-- Entries supplied --
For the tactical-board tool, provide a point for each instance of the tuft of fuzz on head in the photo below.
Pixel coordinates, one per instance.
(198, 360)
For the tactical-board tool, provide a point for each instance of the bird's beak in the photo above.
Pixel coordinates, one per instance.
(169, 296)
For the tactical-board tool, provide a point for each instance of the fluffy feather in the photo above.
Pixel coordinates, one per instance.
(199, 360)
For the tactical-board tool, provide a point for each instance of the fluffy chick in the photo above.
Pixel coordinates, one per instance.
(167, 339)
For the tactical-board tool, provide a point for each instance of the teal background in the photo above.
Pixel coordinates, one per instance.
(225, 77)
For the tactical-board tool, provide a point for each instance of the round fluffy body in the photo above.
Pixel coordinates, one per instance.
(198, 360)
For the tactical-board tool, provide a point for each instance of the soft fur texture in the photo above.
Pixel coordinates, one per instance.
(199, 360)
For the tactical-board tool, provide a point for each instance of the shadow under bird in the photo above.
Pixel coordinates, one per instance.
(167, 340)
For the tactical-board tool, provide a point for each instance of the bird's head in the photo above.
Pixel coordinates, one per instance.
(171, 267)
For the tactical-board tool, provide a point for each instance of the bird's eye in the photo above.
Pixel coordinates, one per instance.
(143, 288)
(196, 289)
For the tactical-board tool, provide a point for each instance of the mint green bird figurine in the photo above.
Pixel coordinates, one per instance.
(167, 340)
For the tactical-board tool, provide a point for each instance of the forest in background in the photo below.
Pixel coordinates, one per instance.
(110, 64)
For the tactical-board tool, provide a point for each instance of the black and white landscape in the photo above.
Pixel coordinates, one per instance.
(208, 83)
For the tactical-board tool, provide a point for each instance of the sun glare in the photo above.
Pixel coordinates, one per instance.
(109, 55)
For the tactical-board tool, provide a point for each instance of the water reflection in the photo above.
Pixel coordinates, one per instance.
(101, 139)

-- What to do --
Quote only the stretch of lines that starts the data above and ends with the line containing "texture in the photo above.", both included.

-- Exercise response --
For the tactical-board tool, provide a point for each instance of the tuft of fuzz on head in the photo below.
Pixel coordinates, one per instance.
(198, 360)
For the tactical-board tool, provide a point for each instance of the bird's beak in the photo above.
Pixel coordinates, one per instance.
(169, 296)
For the tactical-board tool, provide a point for each instance of the fluffy feather in the photo above.
Pixel coordinates, one per instance.
(199, 360)
For the tactical-board tool, provide a point for each instance of the fluffy chick in the photo above.
Pixel coordinates, one per instance.
(167, 339)
For the tactical-board tool, provide a point for each instance of the teal background in the photo above.
Pixel coordinates, one per instance.
(225, 77)
For the tactical-board tool, provide a point for each instance of the round fluffy body in the photo above.
Pixel coordinates, one per instance.
(198, 360)
For the tactical-board tool, provide a point for each instance of the soft fur texture in the photo above.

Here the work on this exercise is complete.